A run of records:
* BEGIN *

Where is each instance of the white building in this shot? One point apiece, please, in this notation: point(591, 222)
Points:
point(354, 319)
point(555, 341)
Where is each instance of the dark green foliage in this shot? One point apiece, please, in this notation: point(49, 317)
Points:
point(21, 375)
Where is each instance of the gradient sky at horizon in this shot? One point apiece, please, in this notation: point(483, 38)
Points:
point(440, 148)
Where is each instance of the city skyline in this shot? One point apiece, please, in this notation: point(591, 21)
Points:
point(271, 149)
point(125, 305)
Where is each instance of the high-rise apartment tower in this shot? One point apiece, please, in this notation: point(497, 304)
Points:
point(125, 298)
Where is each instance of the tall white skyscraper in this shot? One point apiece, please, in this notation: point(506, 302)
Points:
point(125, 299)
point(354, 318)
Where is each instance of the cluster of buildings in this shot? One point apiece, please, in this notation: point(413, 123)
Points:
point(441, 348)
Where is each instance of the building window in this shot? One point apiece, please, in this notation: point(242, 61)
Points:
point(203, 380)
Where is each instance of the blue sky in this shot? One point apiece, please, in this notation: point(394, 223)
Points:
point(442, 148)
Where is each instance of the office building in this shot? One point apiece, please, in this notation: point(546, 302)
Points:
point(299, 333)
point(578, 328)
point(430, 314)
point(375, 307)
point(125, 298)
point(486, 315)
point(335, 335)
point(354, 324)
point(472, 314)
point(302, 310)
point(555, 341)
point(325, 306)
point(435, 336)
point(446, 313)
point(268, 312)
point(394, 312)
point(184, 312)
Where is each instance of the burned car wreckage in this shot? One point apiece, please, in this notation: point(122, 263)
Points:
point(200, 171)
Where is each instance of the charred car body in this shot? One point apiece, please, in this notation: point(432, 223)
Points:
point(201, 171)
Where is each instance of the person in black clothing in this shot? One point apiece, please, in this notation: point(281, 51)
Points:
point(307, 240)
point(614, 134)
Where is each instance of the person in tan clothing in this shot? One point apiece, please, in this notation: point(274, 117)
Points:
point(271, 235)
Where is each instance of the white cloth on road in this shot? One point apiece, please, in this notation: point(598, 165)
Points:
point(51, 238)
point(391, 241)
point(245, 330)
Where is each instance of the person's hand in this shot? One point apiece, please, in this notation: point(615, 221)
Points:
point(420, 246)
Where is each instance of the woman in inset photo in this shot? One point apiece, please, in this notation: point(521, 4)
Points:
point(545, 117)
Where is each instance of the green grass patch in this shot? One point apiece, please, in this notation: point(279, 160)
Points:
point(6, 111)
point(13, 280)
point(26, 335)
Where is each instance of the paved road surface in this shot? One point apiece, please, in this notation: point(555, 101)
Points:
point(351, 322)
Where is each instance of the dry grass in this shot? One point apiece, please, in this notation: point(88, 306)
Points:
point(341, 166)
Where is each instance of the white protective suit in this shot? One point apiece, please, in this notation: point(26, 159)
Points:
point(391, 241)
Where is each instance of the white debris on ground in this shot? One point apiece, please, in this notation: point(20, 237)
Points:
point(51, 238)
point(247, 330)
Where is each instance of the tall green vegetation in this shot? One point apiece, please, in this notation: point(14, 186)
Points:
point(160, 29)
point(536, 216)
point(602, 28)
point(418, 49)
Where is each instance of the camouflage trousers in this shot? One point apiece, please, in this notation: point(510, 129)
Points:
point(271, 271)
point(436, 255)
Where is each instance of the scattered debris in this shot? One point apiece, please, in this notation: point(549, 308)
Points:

* END *

## [Instructions to follow]
Copy the material from the line with "Where is each instance of the office" to the line with "point(325, 306)", both included, and shift each answer coordinate by adding 83 to both of its values. Keep the request line and its sample point unchanged.

## [Exercise result]
Where is each instance of the office building in this shot? One point apiece, please, in this notation: point(546, 302)
Points:
point(382, 416)
point(661, 411)
point(513, 397)
point(458, 390)
point(208, 381)
point(569, 398)
point(418, 418)
point(437, 407)
point(555, 397)
point(385, 393)
point(638, 424)
point(408, 389)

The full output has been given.